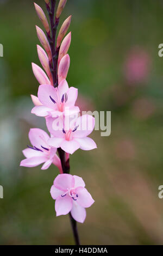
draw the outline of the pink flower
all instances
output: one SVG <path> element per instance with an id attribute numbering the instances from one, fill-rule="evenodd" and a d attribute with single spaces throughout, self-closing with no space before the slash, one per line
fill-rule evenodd
<path id="1" fill-rule="evenodd" d="M 61 161 L 56 154 L 57 148 L 51 148 L 47 143 L 49 138 L 48 135 L 41 129 L 30 129 L 29 138 L 33 147 L 28 146 L 28 148 L 23 150 L 22 152 L 27 158 L 21 162 L 20 166 L 34 167 L 45 163 L 41 168 L 42 170 L 45 170 L 53 163 L 59 168 L 62 173 Z"/>
<path id="2" fill-rule="evenodd" d="M 51 194 L 56 200 L 57 216 L 65 215 L 71 211 L 76 221 L 84 222 L 86 215 L 85 208 L 90 207 L 95 202 L 85 186 L 83 179 L 78 176 L 63 174 L 56 177 Z"/>
<path id="3" fill-rule="evenodd" d="M 82 115 L 70 125 L 70 128 L 54 130 L 54 119 L 48 117 L 46 124 L 48 130 L 54 136 L 48 140 L 48 144 L 54 148 L 60 147 L 67 153 L 73 154 L 80 148 L 84 150 L 90 150 L 97 148 L 96 144 L 87 136 L 94 129 L 95 118 L 87 114 Z"/>
<path id="4" fill-rule="evenodd" d="M 74 106 L 77 96 L 78 89 L 74 87 L 69 88 L 65 79 L 58 88 L 42 84 L 39 87 L 38 97 L 42 106 L 34 107 L 31 113 L 39 117 L 52 115 L 57 117 L 64 114 L 66 107 L 70 115 L 74 114 L 80 111 L 78 107 Z"/>

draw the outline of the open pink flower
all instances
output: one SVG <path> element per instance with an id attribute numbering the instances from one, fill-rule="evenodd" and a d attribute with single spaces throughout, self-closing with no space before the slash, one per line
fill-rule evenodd
<path id="1" fill-rule="evenodd" d="M 84 222 L 86 215 L 85 208 L 95 202 L 85 186 L 83 179 L 78 176 L 63 174 L 55 178 L 51 194 L 52 198 L 56 199 L 55 210 L 57 216 L 71 211 L 76 221 Z"/>
<path id="2" fill-rule="evenodd" d="M 20 166 L 34 167 L 45 163 L 41 168 L 42 170 L 45 170 L 53 163 L 59 168 L 62 173 L 61 161 L 56 154 L 57 148 L 51 148 L 47 143 L 49 138 L 48 135 L 41 129 L 30 129 L 29 138 L 33 147 L 28 146 L 28 148 L 23 150 L 22 152 L 27 158 L 21 162 Z"/>
<path id="3" fill-rule="evenodd" d="M 48 84 L 39 86 L 38 97 L 42 106 L 34 107 L 31 113 L 39 117 L 51 115 L 58 117 L 65 113 L 65 109 L 68 109 L 68 114 L 78 113 L 78 107 L 74 106 L 78 96 L 78 89 L 74 87 L 68 88 L 65 79 L 54 88 Z"/>
<path id="4" fill-rule="evenodd" d="M 70 124 L 68 129 L 60 127 L 58 130 L 54 130 L 53 121 L 52 117 L 46 118 L 47 128 L 54 136 L 48 141 L 51 147 L 60 147 L 69 154 L 73 154 L 79 148 L 90 150 L 97 148 L 94 141 L 87 137 L 94 129 L 94 117 L 87 114 L 82 115 L 77 118 L 72 124 Z"/>

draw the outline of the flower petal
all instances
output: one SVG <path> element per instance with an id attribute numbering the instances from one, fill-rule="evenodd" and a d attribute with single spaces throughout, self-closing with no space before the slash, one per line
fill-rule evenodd
<path id="1" fill-rule="evenodd" d="M 55 155 L 56 154 L 57 150 L 57 148 L 52 148 L 51 149 L 51 152 L 50 152 L 50 155 L 49 155 L 49 158 L 50 159 L 52 159 Z"/>
<path id="2" fill-rule="evenodd" d="M 63 120 L 61 117 L 54 118 L 48 117 L 46 118 L 46 123 L 49 132 L 55 137 L 64 138 L 65 135 L 62 132 Z"/>
<path id="3" fill-rule="evenodd" d="M 44 106 L 36 106 L 31 111 L 32 114 L 35 114 L 38 117 L 47 117 L 53 109 Z"/>
<path id="4" fill-rule="evenodd" d="M 68 89 L 69 88 L 67 82 L 66 81 L 66 79 L 64 79 L 59 84 L 58 87 L 58 92 L 60 99 L 61 99 L 63 94 L 65 94 L 65 93 L 67 93 Z"/>
<path id="5" fill-rule="evenodd" d="M 51 194 L 53 199 L 57 199 L 57 197 L 62 194 L 63 191 L 58 190 L 53 185 L 51 189 Z"/>
<path id="6" fill-rule="evenodd" d="M 86 215 L 86 210 L 84 207 L 81 206 L 76 202 L 73 201 L 71 214 L 76 221 L 83 223 Z"/>
<path id="7" fill-rule="evenodd" d="M 74 106 L 74 107 L 65 107 L 65 115 L 74 115 L 77 113 L 79 113 L 80 112 L 80 109 L 79 107 Z"/>
<path id="8" fill-rule="evenodd" d="M 46 170 L 47 169 L 48 169 L 52 163 L 52 159 L 48 159 L 48 160 L 47 160 L 47 161 L 45 162 L 45 163 L 42 166 L 41 170 Z"/>
<path id="9" fill-rule="evenodd" d="M 60 159 L 57 154 L 54 156 L 53 159 L 53 163 L 59 168 L 60 173 L 63 173 Z"/>
<path id="10" fill-rule="evenodd" d="M 67 101 L 65 103 L 65 106 L 72 107 L 75 105 L 76 101 L 78 97 L 78 89 L 74 87 L 70 87 L 67 92 Z"/>
<path id="11" fill-rule="evenodd" d="M 73 132 L 74 138 L 83 138 L 90 134 L 94 129 L 95 118 L 90 115 L 83 115 L 78 117 L 76 121 L 76 125 L 79 125 L 77 130 Z"/>
<path id="12" fill-rule="evenodd" d="M 94 141 L 88 137 L 76 138 L 74 139 L 79 143 L 80 148 L 83 150 L 91 150 L 97 148 L 97 145 Z"/>
<path id="13" fill-rule="evenodd" d="M 85 188 L 85 187 L 79 187 L 76 190 L 76 193 L 78 194 L 78 204 L 81 206 L 87 208 L 92 205 L 95 202 L 91 194 Z"/>
<path id="14" fill-rule="evenodd" d="M 48 160 L 46 156 L 34 156 L 27 158 L 22 160 L 20 163 L 20 166 L 26 167 L 34 167 L 39 166 L 40 163 L 46 162 Z"/>
<path id="15" fill-rule="evenodd" d="M 52 99 L 51 99 L 50 96 Z M 51 85 L 41 84 L 39 87 L 38 97 L 40 101 L 46 107 L 55 109 L 57 108 L 57 104 L 53 102 L 58 102 L 57 89 Z"/>
<path id="16" fill-rule="evenodd" d="M 73 154 L 80 147 L 80 144 L 77 141 L 64 140 L 60 145 L 61 148 L 67 153 Z"/>
<path id="17" fill-rule="evenodd" d="M 40 149 L 41 149 L 41 145 L 45 148 L 47 147 L 47 141 L 49 139 L 49 136 L 43 130 L 32 128 L 30 129 L 28 136 L 30 143 L 33 146 Z"/>
<path id="18" fill-rule="evenodd" d="M 67 191 L 67 188 L 73 187 L 74 185 L 74 179 L 73 176 L 67 173 L 59 174 L 54 180 L 55 187 L 62 191 Z"/>
<path id="19" fill-rule="evenodd" d="M 61 174 L 63 175 L 63 174 Z M 57 216 L 65 215 L 68 214 L 72 207 L 72 199 L 66 194 L 65 197 L 58 197 L 55 203 Z"/>
<path id="20" fill-rule="evenodd" d="M 45 156 L 44 153 L 41 151 L 35 150 L 34 149 L 27 148 L 22 151 L 26 157 L 33 157 L 34 156 Z"/>
<path id="21" fill-rule="evenodd" d="M 33 103 L 35 106 L 41 106 L 42 103 L 40 102 L 40 101 L 39 100 L 38 97 L 36 97 L 36 96 L 33 95 L 32 94 L 30 94 L 30 97 L 32 99 L 32 100 L 33 101 Z"/>
<path id="22" fill-rule="evenodd" d="M 55 148 L 60 148 L 61 142 L 64 141 L 63 138 L 57 138 L 53 137 L 51 138 L 48 141 L 48 144 L 51 147 L 53 147 Z"/>
<path id="23" fill-rule="evenodd" d="M 73 177 L 75 180 L 74 187 L 85 187 L 85 184 L 82 178 L 79 177 L 79 176 L 76 175 L 74 175 Z"/>

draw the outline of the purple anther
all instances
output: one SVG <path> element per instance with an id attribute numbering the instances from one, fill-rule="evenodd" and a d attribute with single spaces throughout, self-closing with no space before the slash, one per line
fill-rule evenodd
<path id="1" fill-rule="evenodd" d="M 64 128 L 62 129 L 62 132 L 66 134 L 66 132 L 64 130 Z"/>
<path id="2" fill-rule="evenodd" d="M 54 100 L 54 99 L 53 99 L 53 98 L 51 96 L 51 95 L 49 96 L 49 97 L 50 97 L 50 99 L 51 99 L 51 101 L 53 101 L 53 102 L 54 103 L 54 104 L 55 104 L 55 103 L 56 103 L 56 101 L 55 101 L 55 100 Z"/>
<path id="3" fill-rule="evenodd" d="M 46 150 L 49 151 L 49 149 L 47 149 L 47 148 L 44 148 L 44 147 L 42 146 L 41 145 L 41 148 L 42 148 L 43 149 L 45 149 Z"/>
<path id="4" fill-rule="evenodd" d="M 62 99 L 61 99 L 61 102 L 63 103 L 64 100 L 64 94 L 62 95 Z"/>
<path id="5" fill-rule="evenodd" d="M 73 129 L 73 130 L 72 131 L 73 132 L 75 132 L 77 129 L 78 128 L 78 126 L 79 125 L 78 125 L 77 126 L 75 127 L 74 129 Z"/>

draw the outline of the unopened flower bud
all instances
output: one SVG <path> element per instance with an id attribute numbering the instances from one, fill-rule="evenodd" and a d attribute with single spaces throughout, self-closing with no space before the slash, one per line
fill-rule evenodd
<path id="1" fill-rule="evenodd" d="M 61 59 L 58 67 L 58 83 L 67 77 L 70 66 L 70 59 L 68 54 L 66 54 Z"/>
<path id="2" fill-rule="evenodd" d="M 43 11 L 43 10 L 41 8 L 41 7 L 39 5 L 38 5 L 38 4 L 36 4 L 35 3 L 34 3 L 34 5 L 35 5 L 35 8 L 36 13 L 37 13 L 37 15 L 39 16 L 39 18 L 40 19 L 40 20 L 42 22 L 42 24 L 43 24 L 43 26 L 44 26 L 44 27 L 46 29 L 46 31 L 48 33 L 49 33 L 49 32 L 50 32 L 50 28 L 49 28 L 49 24 L 48 24 L 47 19 L 47 18 L 45 16 L 45 14 Z"/>
<path id="3" fill-rule="evenodd" d="M 35 106 L 42 105 L 42 103 L 41 103 L 40 101 L 39 101 L 38 97 L 36 97 L 35 95 L 33 95 L 32 94 L 30 95 L 30 97 L 33 101 L 33 103 L 34 103 Z"/>
<path id="4" fill-rule="evenodd" d="M 45 72 L 35 63 L 32 63 L 33 72 L 40 84 L 51 84 L 50 81 Z"/>
<path id="5" fill-rule="evenodd" d="M 49 42 L 42 30 L 37 26 L 36 26 L 36 28 L 39 39 L 48 54 L 49 60 L 51 61 L 52 59 L 52 54 Z"/>
<path id="6" fill-rule="evenodd" d="M 47 4 L 48 4 L 48 5 L 50 4 L 49 0 L 45 0 L 45 2 L 46 2 Z"/>
<path id="7" fill-rule="evenodd" d="M 59 55 L 58 55 L 58 65 L 61 58 L 67 53 L 71 40 L 71 32 L 70 32 L 65 37 L 61 44 Z"/>
<path id="8" fill-rule="evenodd" d="M 40 46 L 40 45 L 37 45 L 37 53 L 40 61 L 42 64 L 42 66 L 46 71 L 47 75 L 48 76 L 51 83 L 52 85 L 53 84 L 53 78 L 52 76 L 52 73 L 51 72 L 49 63 L 48 56 L 44 51 L 44 50 Z"/>
<path id="9" fill-rule="evenodd" d="M 57 19 L 59 18 L 62 10 L 64 9 L 65 4 L 66 3 L 67 0 L 60 0 L 58 7 L 56 12 L 56 17 Z"/>
<path id="10" fill-rule="evenodd" d="M 66 20 L 65 20 L 61 26 L 61 27 L 60 29 L 57 41 L 57 47 L 58 48 L 59 47 L 62 39 L 65 36 L 67 30 L 68 29 L 71 22 L 71 17 L 72 15 L 70 15 L 69 17 L 68 17 L 67 19 L 66 19 Z"/>

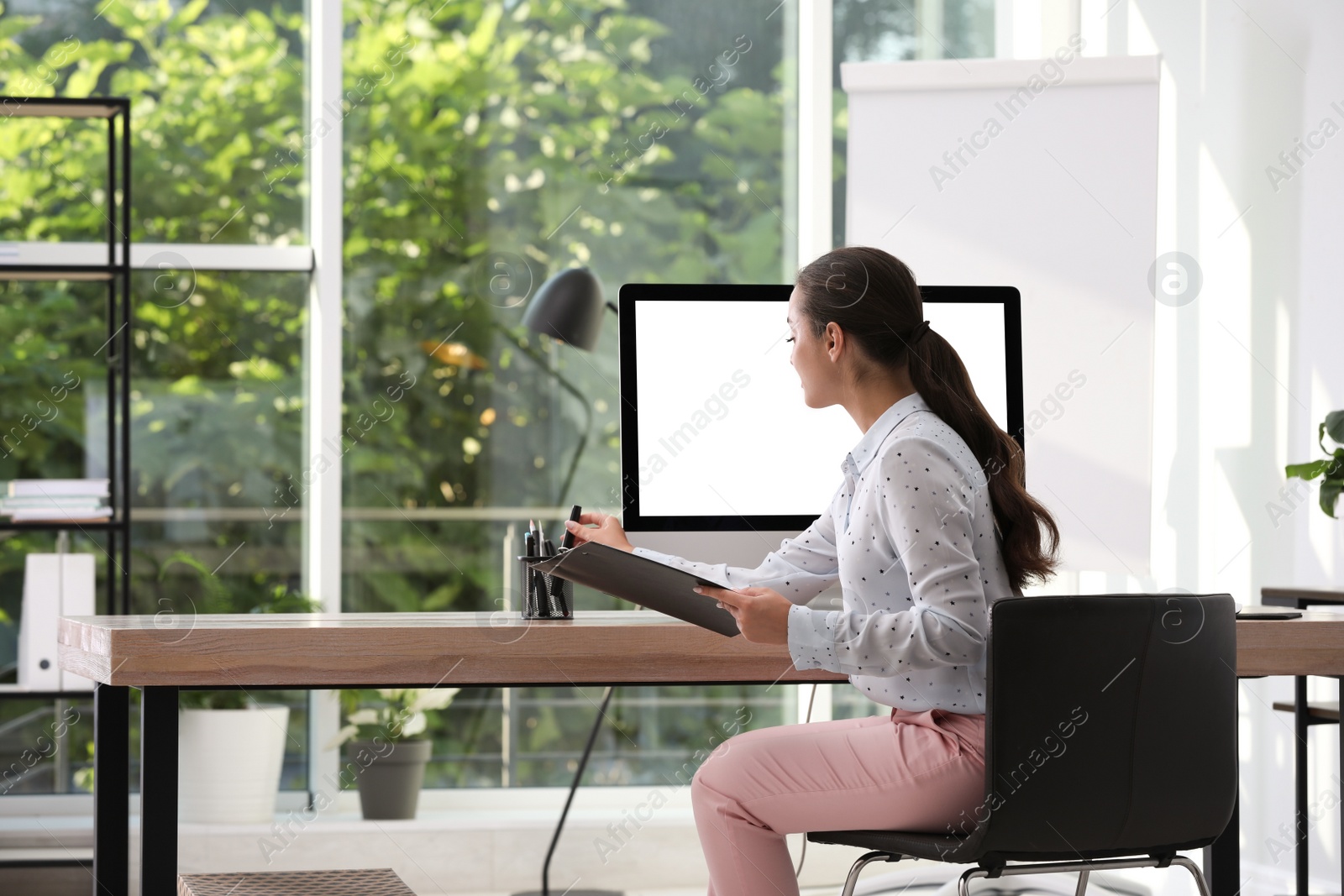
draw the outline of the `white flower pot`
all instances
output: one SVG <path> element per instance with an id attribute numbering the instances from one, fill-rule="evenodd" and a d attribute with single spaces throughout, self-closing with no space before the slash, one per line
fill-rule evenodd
* * *
▸ Set exercise
How many lines in the records contain the word "outline"? Reply with the number alone.

▸ Exercise response
6